**Listed records**:
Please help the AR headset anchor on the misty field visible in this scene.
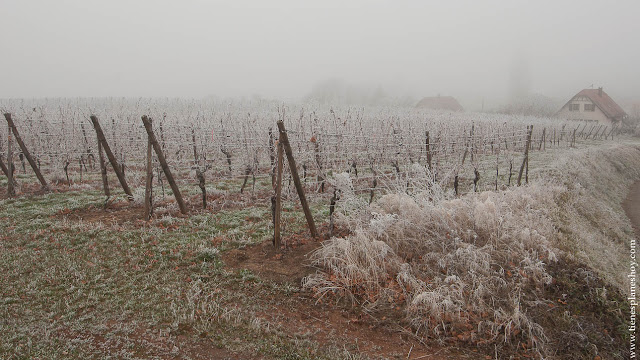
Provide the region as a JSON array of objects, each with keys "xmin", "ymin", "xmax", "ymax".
[{"xmin": 0, "ymin": 100, "xmax": 638, "ymax": 359}]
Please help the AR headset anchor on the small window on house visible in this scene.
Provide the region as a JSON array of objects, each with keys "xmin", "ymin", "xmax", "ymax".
[
  {"xmin": 584, "ymin": 104, "xmax": 595, "ymax": 111},
  {"xmin": 570, "ymin": 103, "xmax": 580, "ymax": 111}
]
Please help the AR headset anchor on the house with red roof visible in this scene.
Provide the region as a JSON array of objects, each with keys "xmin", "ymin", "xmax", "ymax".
[{"xmin": 556, "ymin": 87, "xmax": 627, "ymax": 126}]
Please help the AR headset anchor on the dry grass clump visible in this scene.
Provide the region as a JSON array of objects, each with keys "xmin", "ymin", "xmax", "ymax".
[
  {"xmin": 304, "ymin": 143, "xmax": 640, "ymax": 357},
  {"xmin": 306, "ymin": 180, "xmax": 558, "ymax": 354}
]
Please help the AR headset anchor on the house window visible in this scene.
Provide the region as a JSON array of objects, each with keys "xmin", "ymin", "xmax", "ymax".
[
  {"xmin": 584, "ymin": 103, "xmax": 595, "ymax": 111},
  {"xmin": 570, "ymin": 103, "xmax": 580, "ymax": 111}
]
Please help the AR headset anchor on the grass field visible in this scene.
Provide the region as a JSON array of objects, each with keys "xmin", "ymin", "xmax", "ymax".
[{"xmin": 1, "ymin": 138, "xmax": 639, "ymax": 359}]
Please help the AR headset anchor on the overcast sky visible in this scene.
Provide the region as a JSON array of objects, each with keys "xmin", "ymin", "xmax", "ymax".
[{"xmin": 1, "ymin": 0, "xmax": 638, "ymax": 106}]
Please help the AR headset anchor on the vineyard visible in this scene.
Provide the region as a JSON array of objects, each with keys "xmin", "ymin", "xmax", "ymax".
[
  {"xmin": 0, "ymin": 98, "xmax": 619, "ymax": 226},
  {"xmin": 0, "ymin": 98, "xmax": 636, "ymax": 359}
]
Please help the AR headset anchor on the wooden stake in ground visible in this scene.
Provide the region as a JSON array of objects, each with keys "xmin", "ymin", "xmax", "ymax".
[
  {"xmin": 4, "ymin": 113, "xmax": 49, "ymax": 190},
  {"xmin": 97, "ymin": 140, "xmax": 110, "ymax": 201},
  {"xmin": 90, "ymin": 115, "xmax": 133, "ymax": 201},
  {"xmin": 144, "ymin": 129, "xmax": 153, "ymax": 221},
  {"xmin": 425, "ymin": 131, "xmax": 432, "ymax": 172},
  {"xmin": 277, "ymin": 120, "xmax": 318, "ymax": 239},
  {"xmin": 0, "ymin": 156, "xmax": 8, "ymax": 178},
  {"xmin": 141, "ymin": 115, "xmax": 187, "ymax": 215},
  {"xmin": 196, "ymin": 169, "xmax": 206, "ymax": 209},
  {"xmin": 273, "ymin": 142, "xmax": 284, "ymax": 248},
  {"xmin": 6, "ymin": 130, "xmax": 15, "ymax": 197},
  {"xmin": 517, "ymin": 125, "xmax": 533, "ymax": 186}
]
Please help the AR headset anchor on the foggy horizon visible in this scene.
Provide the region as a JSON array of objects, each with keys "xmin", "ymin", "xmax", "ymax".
[{"xmin": 2, "ymin": 0, "xmax": 639, "ymax": 110}]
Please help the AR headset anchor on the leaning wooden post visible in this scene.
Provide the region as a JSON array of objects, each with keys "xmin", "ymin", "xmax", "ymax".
[
  {"xmin": 4, "ymin": 113, "xmax": 49, "ymax": 190},
  {"xmin": 144, "ymin": 121, "xmax": 153, "ymax": 221},
  {"xmin": 273, "ymin": 142, "xmax": 284, "ymax": 248},
  {"xmin": 90, "ymin": 115, "xmax": 133, "ymax": 201},
  {"xmin": 517, "ymin": 125, "xmax": 533, "ymax": 186},
  {"xmin": 277, "ymin": 120, "xmax": 318, "ymax": 239},
  {"xmin": 141, "ymin": 115, "xmax": 187, "ymax": 215}
]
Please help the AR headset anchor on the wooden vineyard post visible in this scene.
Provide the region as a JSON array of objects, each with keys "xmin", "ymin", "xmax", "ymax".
[
  {"xmin": 141, "ymin": 115, "xmax": 187, "ymax": 215},
  {"xmin": 196, "ymin": 170, "xmax": 206, "ymax": 209},
  {"xmin": 97, "ymin": 140, "xmax": 110, "ymax": 200},
  {"xmin": 572, "ymin": 129, "xmax": 576, "ymax": 147},
  {"xmin": 608, "ymin": 125, "xmax": 616, "ymax": 140},
  {"xmin": 268, "ymin": 128, "xmax": 276, "ymax": 188},
  {"xmin": 90, "ymin": 115, "xmax": 133, "ymax": 201},
  {"xmin": 0, "ymin": 156, "xmax": 8, "ymax": 178},
  {"xmin": 454, "ymin": 174, "xmax": 459, "ymax": 197},
  {"xmin": 273, "ymin": 142, "xmax": 284, "ymax": 248},
  {"xmin": 517, "ymin": 125, "xmax": 533, "ymax": 186},
  {"xmin": 425, "ymin": 131, "xmax": 432, "ymax": 172},
  {"xmin": 277, "ymin": 120, "xmax": 318, "ymax": 239},
  {"xmin": 144, "ymin": 123, "xmax": 153, "ymax": 221},
  {"xmin": 4, "ymin": 113, "xmax": 49, "ymax": 191},
  {"xmin": 6, "ymin": 128, "xmax": 15, "ymax": 197},
  {"xmin": 539, "ymin": 128, "xmax": 546, "ymax": 151}
]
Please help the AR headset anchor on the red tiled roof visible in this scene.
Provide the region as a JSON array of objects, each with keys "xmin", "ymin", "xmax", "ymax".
[
  {"xmin": 416, "ymin": 96, "xmax": 464, "ymax": 112},
  {"xmin": 574, "ymin": 89, "xmax": 627, "ymax": 120}
]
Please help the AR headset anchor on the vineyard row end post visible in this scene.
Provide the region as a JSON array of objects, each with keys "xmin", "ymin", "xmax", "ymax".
[
  {"xmin": 273, "ymin": 141, "xmax": 284, "ymax": 248},
  {"xmin": 97, "ymin": 140, "xmax": 111, "ymax": 203},
  {"xmin": 141, "ymin": 115, "xmax": 187, "ymax": 215},
  {"xmin": 90, "ymin": 115, "xmax": 134, "ymax": 201},
  {"xmin": 6, "ymin": 129, "xmax": 15, "ymax": 197},
  {"xmin": 276, "ymin": 120, "xmax": 318, "ymax": 239},
  {"xmin": 144, "ymin": 119, "xmax": 153, "ymax": 220},
  {"xmin": 517, "ymin": 125, "xmax": 533, "ymax": 186},
  {"xmin": 4, "ymin": 113, "xmax": 49, "ymax": 191}
]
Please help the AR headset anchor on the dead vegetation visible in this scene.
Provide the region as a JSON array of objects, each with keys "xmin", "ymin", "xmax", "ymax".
[{"xmin": 304, "ymin": 143, "xmax": 640, "ymax": 359}]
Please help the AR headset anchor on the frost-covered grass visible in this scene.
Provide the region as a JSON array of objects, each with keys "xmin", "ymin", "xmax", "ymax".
[
  {"xmin": 0, "ymin": 189, "xmax": 345, "ymax": 359},
  {"xmin": 304, "ymin": 139, "xmax": 640, "ymax": 359}
]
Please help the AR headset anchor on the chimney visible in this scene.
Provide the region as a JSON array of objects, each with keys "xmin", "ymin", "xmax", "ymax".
[{"xmin": 598, "ymin": 87, "xmax": 603, "ymax": 96}]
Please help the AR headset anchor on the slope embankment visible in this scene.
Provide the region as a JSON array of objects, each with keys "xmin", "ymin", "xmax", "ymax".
[{"xmin": 624, "ymin": 180, "xmax": 640, "ymax": 236}]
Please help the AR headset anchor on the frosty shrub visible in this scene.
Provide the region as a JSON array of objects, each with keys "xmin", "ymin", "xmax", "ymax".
[{"xmin": 304, "ymin": 144, "xmax": 640, "ymax": 356}]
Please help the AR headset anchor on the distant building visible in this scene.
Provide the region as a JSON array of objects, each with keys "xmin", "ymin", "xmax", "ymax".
[
  {"xmin": 556, "ymin": 87, "xmax": 627, "ymax": 126},
  {"xmin": 416, "ymin": 96, "xmax": 464, "ymax": 112}
]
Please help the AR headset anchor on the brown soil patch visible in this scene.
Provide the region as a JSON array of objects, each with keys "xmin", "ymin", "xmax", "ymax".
[
  {"xmin": 258, "ymin": 294, "xmax": 469, "ymax": 359},
  {"xmin": 223, "ymin": 223, "xmax": 350, "ymax": 284}
]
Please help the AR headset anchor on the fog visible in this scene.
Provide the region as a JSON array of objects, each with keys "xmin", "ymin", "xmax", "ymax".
[{"xmin": 1, "ymin": 0, "xmax": 639, "ymax": 110}]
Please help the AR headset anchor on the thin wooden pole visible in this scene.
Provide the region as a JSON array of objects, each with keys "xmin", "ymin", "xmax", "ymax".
[
  {"xmin": 4, "ymin": 113, "xmax": 49, "ymax": 190},
  {"xmin": 277, "ymin": 120, "xmax": 318, "ymax": 238},
  {"xmin": 273, "ymin": 142, "xmax": 284, "ymax": 248},
  {"xmin": 517, "ymin": 125, "xmax": 533, "ymax": 186},
  {"xmin": 0, "ymin": 156, "xmax": 8, "ymax": 178},
  {"xmin": 7, "ymin": 129, "xmax": 15, "ymax": 197},
  {"xmin": 144, "ymin": 129, "xmax": 153, "ymax": 220},
  {"xmin": 97, "ymin": 140, "xmax": 110, "ymax": 199},
  {"xmin": 90, "ymin": 115, "xmax": 133, "ymax": 201},
  {"xmin": 426, "ymin": 131, "xmax": 432, "ymax": 172},
  {"xmin": 141, "ymin": 115, "xmax": 187, "ymax": 215}
]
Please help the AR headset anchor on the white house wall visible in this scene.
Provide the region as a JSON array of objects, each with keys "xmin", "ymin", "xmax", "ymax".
[{"xmin": 556, "ymin": 96, "xmax": 612, "ymax": 126}]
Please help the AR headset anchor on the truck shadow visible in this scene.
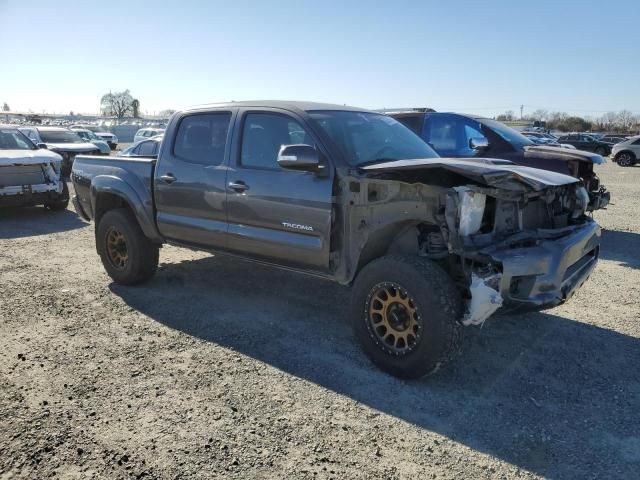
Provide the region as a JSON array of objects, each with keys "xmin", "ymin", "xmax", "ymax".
[
  {"xmin": 110, "ymin": 255, "xmax": 639, "ymax": 478},
  {"xmin": 600, "ymin": 229, "xmax": 640, "ymax": 269},
  {"xmin": 0, "ymin": 206, "xmax": 86, "ymax": 239}
]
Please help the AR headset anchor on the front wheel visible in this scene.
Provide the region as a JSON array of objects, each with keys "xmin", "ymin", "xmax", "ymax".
[
  {"xmin": 45, "ymin": 182, "xmax": 70, "ymax": 211},
  {"xmin": 96, "ymin": 208, "xmax": 159, "ymax": 285},
  {"xmin": 616, "ymin": 152, "xmax": 636, "ymax": 167},
  {"xmin": 350, "ymin": 255, "xmax": 463, "ymax": 379}
]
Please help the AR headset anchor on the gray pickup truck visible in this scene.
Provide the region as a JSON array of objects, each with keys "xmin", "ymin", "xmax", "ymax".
[{"xmin": 71, "ymin": 101, "xmax": 600, "ymax": 379}]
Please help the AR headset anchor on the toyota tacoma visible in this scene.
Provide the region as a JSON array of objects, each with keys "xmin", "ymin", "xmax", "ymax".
[{"xmin": 71, "ymin": 102, "xmax": 600, "ymax": 379}]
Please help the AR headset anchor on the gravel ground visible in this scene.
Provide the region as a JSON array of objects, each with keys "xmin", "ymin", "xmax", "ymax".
[{"xmin": 1, "ymin": 161, "xmax": 638, "ymax": 479}]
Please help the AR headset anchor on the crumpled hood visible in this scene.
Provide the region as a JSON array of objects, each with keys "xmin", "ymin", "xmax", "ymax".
[
  {"xmin": 0, "ymin": 148, "xmax": 63, "ymax": 166},
  {"xmin": 523, "ymin": 144, "xmax": 606, "ymax": 165},
  {"xmin": 46, "ymin": 142, "xmax": 100, "ymax": 152},
  {"xmin": 361, "ymin": 157, "xmax": 578, "ymax": 192}
]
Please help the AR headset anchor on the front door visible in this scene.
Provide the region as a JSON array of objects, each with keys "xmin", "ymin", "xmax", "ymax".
[
  {"xmin": 225, "ymin": 110, "xmax": 333, "ymax": 271},
  {"xmin": 154, "ymin": 110, "xmax": 234, "ymax": 249}
]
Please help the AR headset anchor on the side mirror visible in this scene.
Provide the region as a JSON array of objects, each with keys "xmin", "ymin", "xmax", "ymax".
[
  {"xmin": 277, "ymin": 144, "xmax": 321, "ymax": 172},
  {"xmin": 469, "ymin": 137, "xmax": 489, "ymax": 151},
  {"xmin": 37, "ymin": 143, "xmax": 48, "ymax": 149}
]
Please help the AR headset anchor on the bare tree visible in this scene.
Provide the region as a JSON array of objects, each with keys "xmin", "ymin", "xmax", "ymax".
[
  {"xmin": 2, "ymin": 102, "xmax": 9, "ymax": 112},
  {"xmin": 616, "ymin": 110, "xmax": 634, "ymax": 131},
  {"xmin": 530, "ymin": 109, "xmax": 548, "ymax": 121},
  {"xmin": 100, "ymin": 90, "xmax": 134, "ymax": 118},
  {"xmin": 496, "ymin": 110, "xmax": 515, "ymax": 121},
  {"xmin": 159, "ymin": 109, "xmax": 177, "ymax": 117}
]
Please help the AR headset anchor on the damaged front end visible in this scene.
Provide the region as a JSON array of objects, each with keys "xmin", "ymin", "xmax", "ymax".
[
  {"xmin": 441, "ymin": 182, "xmax": 600, "ymax": 324},
  {"xmin": 355, "ymin": 158, "xmax": 602, "ymax": 326}
]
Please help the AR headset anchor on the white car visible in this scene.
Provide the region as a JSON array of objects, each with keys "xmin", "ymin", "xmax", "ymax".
[
  {"xmin": 0, "ymin": 125, "xmax": 69, "ymax": 210},
  {"xmin": 133, "ymin": 127, "xmax": 165, "ymax": 144},
  {"xmin": 70, "ymin": 125, "xmax": 118, "ymax": 149},
  {"xmin": 612, "ymin": 135, "xmax": 640, "ymax": 167}
]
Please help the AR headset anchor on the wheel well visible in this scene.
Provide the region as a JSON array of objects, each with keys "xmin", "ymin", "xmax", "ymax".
[
  {"xmin": 356, "ymin": 222, "xmax": 435, "ymax": 275},
  {"xmin": 94, "ymin": 192, "xmax": 133, "ymax": 226}
]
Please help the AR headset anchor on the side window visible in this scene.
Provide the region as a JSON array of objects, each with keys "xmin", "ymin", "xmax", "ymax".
[
  {"xmin": 240, "ymin": 113, "xmax": 314, "ymax": 169},
  {"xmin": 138, "ymin": 141, "xmax": 156, "ymax": 156},
  {"xmin": 633, "ymin": 138, "xmax": 640, "ymax": 145},
  {"xmin": 24, "ymin": 129, "xmax": 38, "ymax": 142},
  {"xmin": 567, "ymin": 134, "xmax": 579, "ymax": 140},
  {"xmin": 423, "ymin": 114, "xmax": 485, "ymax": 156},
  {"xmin": 174, "ymin": 112, "xmax": 231, "ymax": 165}
]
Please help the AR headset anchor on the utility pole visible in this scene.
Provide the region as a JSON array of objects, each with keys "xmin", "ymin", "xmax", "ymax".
[{"xmin": 520, "ymin": 104, "xmax": 524, "ymax": 120}]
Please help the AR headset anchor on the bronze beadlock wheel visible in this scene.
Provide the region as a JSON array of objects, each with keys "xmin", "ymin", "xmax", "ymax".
[
  {"xmin": 366, "ymin": 281, "xmax": 422, "ymax": 355},
  {"xmin": 105, "ymin": 228, "xmax": 128, "ymax": 270}
]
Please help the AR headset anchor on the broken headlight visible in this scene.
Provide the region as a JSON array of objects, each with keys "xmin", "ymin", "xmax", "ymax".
[
  {"xmin": 455, "ymin": 187, "xmax": 487, "ymax": 236},
  {"xmin": 573, "ymin": 186, "xmax": 589, "ymax": 218}
]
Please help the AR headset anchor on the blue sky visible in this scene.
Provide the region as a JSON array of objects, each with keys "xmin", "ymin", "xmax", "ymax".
[{"xmin": 1, "ymin": 0, "xmax": 638, "ymax": 117}]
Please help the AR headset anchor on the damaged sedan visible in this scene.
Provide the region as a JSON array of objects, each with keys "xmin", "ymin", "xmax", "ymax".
[{"xmin": 71, "ymin": 102, "xmax": 599, "ymax": 379}]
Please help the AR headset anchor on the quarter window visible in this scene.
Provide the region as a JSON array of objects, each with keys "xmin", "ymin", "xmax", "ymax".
[
  {"xmin": 174, "ymin": 113, "xmax": 231, "ymax": 165},
  {"xmin": 240, "ymin": 113, "xmax": 314, "ymax": 169}
]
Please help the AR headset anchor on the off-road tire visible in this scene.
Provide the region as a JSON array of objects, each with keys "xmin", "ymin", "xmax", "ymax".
[
  {"xmin": 616, "ymin": 151, "xmax": 636, "ymax": 167},
  {"xmin": 96, "ymin": 208, "xmax": 159, "ymax": 285},
  {"xmin": 350, "ymin": 255, "xmax": 464, "ymax": 379},
  {"xmin": 45, "ymin": 183, "xmax": 70, "ymax": 211}
]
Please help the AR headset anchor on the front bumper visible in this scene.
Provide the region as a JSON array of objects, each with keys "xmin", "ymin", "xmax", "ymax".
[
  {"xmin": 0, "ymin": 181, "xmax": 66, "ymax": 208},
  {"xmin": 481, "ymin": 221, "xmax": 600, "ymax": 310}
]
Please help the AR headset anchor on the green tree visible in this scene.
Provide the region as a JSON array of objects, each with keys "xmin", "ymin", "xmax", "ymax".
[{"xmin": 131, "ymin": 99, "xmax": 140, "ymax": 118}]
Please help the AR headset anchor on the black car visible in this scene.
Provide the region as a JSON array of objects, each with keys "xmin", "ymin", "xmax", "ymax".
[
  {"xmin": 556, "ymin": 133, "xmax": 614, "ymax": 155},
  {"xmin": 601, "ymin": 134, "xmax": 629, "ymax": 144},
  {"xmin": 391, "ymin": 111, "xmax": 609, "ymax": 210}
]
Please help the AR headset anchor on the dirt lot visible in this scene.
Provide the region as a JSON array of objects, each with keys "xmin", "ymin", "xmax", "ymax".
[{"xmin": 1, "ymin": 161, "xmax": 639, "ymax": 479}]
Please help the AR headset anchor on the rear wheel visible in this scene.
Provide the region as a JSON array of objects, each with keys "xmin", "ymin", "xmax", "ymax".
[
  {"xmin": 616, "ymin": 151, "xmax": 636, "ymax": 167},
  {"xmin": 96, "ymin": 208, "xmax": 159, "ymax": 285},
  {"xmin": 595, "ymin": 146, "xmax": 608, "ymax": 156},
  {"xmin": 350, "ymin": 255, "xmax": 463, "ymax": 379}
]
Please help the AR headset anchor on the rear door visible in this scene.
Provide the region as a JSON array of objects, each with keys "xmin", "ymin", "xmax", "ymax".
[
  {"xmin": 225, "ymin": 108, "xmax": 334, "ymax": 271},
  {"xmin": 154, "ymin": 110, "xmax": 235, "ymax": 249}
]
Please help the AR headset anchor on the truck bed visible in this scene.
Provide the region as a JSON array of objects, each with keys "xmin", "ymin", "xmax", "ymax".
[{"xmin": 72, "ymin": 155, "xmax": 156, "ymax": 223}]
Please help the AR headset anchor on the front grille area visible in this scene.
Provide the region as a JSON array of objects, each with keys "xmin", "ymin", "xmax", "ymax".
[{"xmin": 0, "ymin": 165, "xmax": 47, "ymax": 187}]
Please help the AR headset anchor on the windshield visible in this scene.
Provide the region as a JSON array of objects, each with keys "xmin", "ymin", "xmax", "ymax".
[
  {"xmin": 308, "ymin": 111, "xmax": 438, "ymax": 166},
  {"xmin": 39, "ymin": 130, "xmax": 84, "ymax": 144},
  {"xmin": 77, "ymin": 130, "xmax": 99, "ymax": 141},
  {"xmin": 480, "ymin": 119, "xmax": 534, "ymax": 146},
  {"xmin": 0, "ymin": 128, "xmax": 36, "ymax": 150}
]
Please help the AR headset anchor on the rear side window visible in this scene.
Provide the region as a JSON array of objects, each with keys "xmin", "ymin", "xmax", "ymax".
[
  {"xmin": 137, "ymin": 140, "xmax": 157, "ymax": 156},
  {"xmin": 174, "ymin": 112, "xmax": 231, "ymax": 165},
  {"xmin": 240, "ymin": 113, "xmax": 314, "ymax": 169}
]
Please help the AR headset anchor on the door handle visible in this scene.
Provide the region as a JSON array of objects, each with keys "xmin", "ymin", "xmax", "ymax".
[
  {"xmin": 160, "ymin": 173, "xmax": 176, "ymax": 184},
  {"xmin": 228, "ymin": 181, "xmax": 249, "ymax": 192}
]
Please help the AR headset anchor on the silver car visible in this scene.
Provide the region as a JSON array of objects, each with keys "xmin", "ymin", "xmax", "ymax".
[
  {"xmin": 612, "ymin": 135, "xmax": 640, "ymax": 167},
  {"xmin": 73, "ymin": 129, "xmax": 111, "ymax": 155}
]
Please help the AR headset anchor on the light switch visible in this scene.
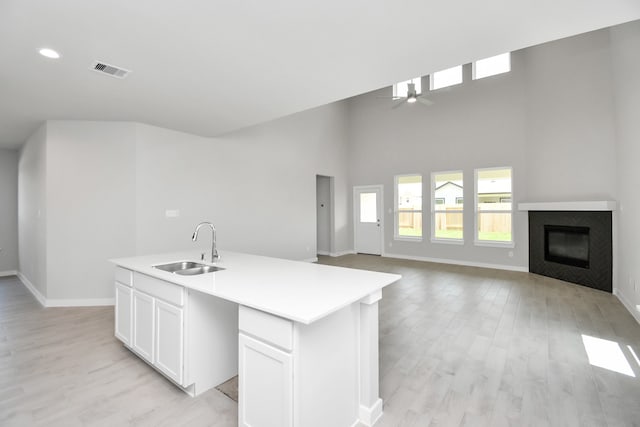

**What is expected**: Compute the number of lines in the entries above that hold the word "roof"; the answer must contain nothing else.

**Answer to the exercise**: 2